*Instruções das tarefas*:
[1] Substitua "caseiro" por "vizinho" e reproduza o trecho selecionado de "Origem da ciência" a "pendurou os esporões.".
[2] De acordo com o trecho selecionado, quem são os autores do livro "A nova aliança"?

*Trecho selecionado*:

Origem da ciência (Manuel Soares Bulcão Neto)

(Biblioteca de Alexandria)

Há algum tempo, apareceu no meu sítio um galo que punha ovos. Embora raquítico, apresentava a mesma crista alta e andar majestático dos demais. Só que, vez por outra, juntava-se às galinhas e expelia frágeis ovinhos. “Vige, isso é coisa do Diabo!”, exclamou o caseiro no dia em que me mostrou o aleijão. Sua mulher, pentecostalista, propôs exterminar o agouro, o que não foi necessário: dias depois, de tanto apanhar do galo alfa, pendurou os esporões.

Pois bem: semana passada estava a folhear o livro “A nova aliança” dos físicos Ilya Prigogine e Isabelle Stengers, quando, para minha surpresa, na parte que trata das origens da ciência moderna, deparei-me com um trecho sobre a reação dos homens às anomalias. O exemplo dado? Galos que põem ovos. Afirmam os autores que tal reação é (pasmem!) determinada menos por instinto do que pelas crenças religiosas; que, na Ásia medieval, criaturas anômalas ou eram discretamente escondidas pelas autoridades confucianas (atitude idêntica a dos pitagóricos que, ao descobrirem os números irracionais, proibiram sua divulgação) ou, então, aclamavam-nas como manifestações divinas e mesmo como deuses efêmeros. Já na Europa cristã, nessa mesma época, animais monstruosos eram queimados vivos em espetáculos públicos — por serem “antinaturais”, isto é, contrários às “leis da natureza: leis de Deus”.

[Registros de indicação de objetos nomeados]
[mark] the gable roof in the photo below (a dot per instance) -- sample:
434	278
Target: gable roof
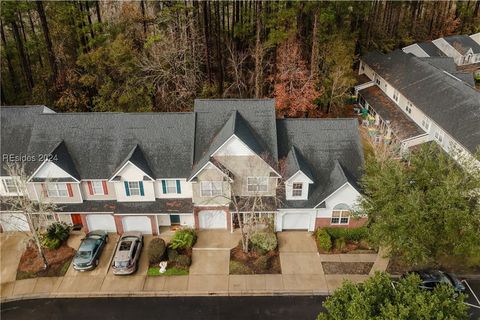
16	122
137	158
99	142
462	43
448	101
332	145
296	162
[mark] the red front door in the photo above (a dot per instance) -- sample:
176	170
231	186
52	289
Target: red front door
76	219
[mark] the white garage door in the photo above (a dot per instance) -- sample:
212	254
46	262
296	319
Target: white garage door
296	221
101	222
142	224
212	219
14	222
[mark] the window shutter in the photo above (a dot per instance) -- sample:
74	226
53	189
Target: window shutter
90	188
105	189
179	190
69	189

*Respostas por tarefa*:
[1]
Origem da ciência (Manuel Soares Bulcão Neto)

(Biblioteca de Alexandria)

Há algum tempo, apareceu no meu sítio um galo que punha ovos. Embora raquítico, apresentava a mesma crista alta e andar majestático dos demais. Só que, vez por outra, juntava-se às galinhas e expelia frágeis ovinhos. “Vige, isso é coisa do Diabo!”, exclamou o vizinho no dia em que me mostrou o aleijão. Sua mulher, pentecostalista, propôs exterminar o agouro, o que não foi necessário: dias depois, de tanto apanhar do galo alfa, pendurou os esporões.

[2] Os físicos Ilya Prigogine e Isabelle Stengers.